[Start of section]
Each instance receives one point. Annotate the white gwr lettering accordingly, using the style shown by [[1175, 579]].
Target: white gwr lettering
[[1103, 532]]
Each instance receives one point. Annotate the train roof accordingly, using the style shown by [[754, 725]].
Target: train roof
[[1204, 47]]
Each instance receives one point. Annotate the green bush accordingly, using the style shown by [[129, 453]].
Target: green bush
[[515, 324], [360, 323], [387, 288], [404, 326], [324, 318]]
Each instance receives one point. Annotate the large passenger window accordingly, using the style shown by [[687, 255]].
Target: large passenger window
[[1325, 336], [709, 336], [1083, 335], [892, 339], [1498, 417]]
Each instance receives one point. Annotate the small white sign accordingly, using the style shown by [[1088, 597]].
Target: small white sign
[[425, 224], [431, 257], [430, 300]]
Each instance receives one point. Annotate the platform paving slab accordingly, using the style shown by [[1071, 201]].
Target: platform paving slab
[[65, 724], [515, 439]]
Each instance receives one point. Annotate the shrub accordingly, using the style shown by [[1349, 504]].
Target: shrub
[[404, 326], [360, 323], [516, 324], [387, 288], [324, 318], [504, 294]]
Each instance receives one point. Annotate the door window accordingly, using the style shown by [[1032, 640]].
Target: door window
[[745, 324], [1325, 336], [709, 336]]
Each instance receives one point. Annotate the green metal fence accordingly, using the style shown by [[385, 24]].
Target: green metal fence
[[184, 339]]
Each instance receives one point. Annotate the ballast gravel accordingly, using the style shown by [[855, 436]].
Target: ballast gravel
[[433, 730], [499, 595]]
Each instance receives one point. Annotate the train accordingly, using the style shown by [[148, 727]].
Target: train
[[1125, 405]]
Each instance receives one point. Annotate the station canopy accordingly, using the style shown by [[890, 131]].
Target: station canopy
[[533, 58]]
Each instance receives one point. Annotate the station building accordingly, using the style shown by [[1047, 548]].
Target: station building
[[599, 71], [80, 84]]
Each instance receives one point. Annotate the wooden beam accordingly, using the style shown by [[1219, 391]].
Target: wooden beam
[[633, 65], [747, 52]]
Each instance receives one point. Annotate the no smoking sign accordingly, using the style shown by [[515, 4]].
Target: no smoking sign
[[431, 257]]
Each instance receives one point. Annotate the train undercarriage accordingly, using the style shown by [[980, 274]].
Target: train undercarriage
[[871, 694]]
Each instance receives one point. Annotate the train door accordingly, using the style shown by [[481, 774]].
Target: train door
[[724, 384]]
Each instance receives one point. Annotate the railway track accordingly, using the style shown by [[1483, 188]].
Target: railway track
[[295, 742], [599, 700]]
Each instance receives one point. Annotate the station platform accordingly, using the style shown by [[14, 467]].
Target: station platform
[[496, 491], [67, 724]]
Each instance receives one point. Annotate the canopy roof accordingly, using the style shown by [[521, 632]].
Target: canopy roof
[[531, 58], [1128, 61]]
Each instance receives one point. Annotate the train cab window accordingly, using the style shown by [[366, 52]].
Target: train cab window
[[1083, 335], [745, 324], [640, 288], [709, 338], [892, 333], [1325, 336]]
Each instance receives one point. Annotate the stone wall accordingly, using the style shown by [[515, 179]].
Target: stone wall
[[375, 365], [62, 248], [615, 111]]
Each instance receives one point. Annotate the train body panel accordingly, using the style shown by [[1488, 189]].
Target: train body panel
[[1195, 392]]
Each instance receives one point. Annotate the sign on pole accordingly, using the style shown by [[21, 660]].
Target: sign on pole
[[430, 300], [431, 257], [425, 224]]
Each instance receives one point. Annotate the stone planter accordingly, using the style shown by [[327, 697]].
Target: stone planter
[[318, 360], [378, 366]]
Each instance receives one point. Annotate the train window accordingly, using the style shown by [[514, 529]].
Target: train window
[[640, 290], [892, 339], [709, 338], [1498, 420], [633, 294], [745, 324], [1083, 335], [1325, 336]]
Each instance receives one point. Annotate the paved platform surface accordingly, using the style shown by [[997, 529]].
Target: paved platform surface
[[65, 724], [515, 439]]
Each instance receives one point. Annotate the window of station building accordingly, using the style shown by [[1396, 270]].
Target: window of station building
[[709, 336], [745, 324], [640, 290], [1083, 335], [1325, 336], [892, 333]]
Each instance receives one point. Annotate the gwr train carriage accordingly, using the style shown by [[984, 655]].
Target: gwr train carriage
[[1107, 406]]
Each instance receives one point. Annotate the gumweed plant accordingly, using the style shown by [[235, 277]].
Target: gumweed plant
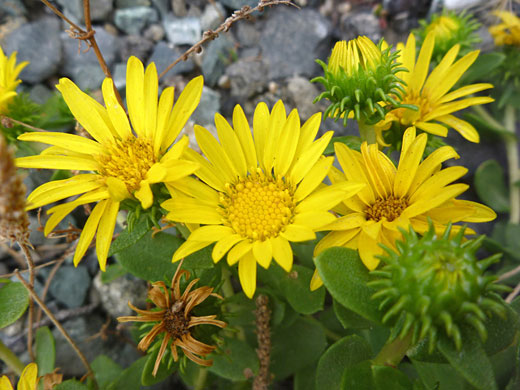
[End of section]
Aim of the exercise:
Your answer must be a single number: the count of lines in the records above that contain "gumweed".

Answer to the problem:
2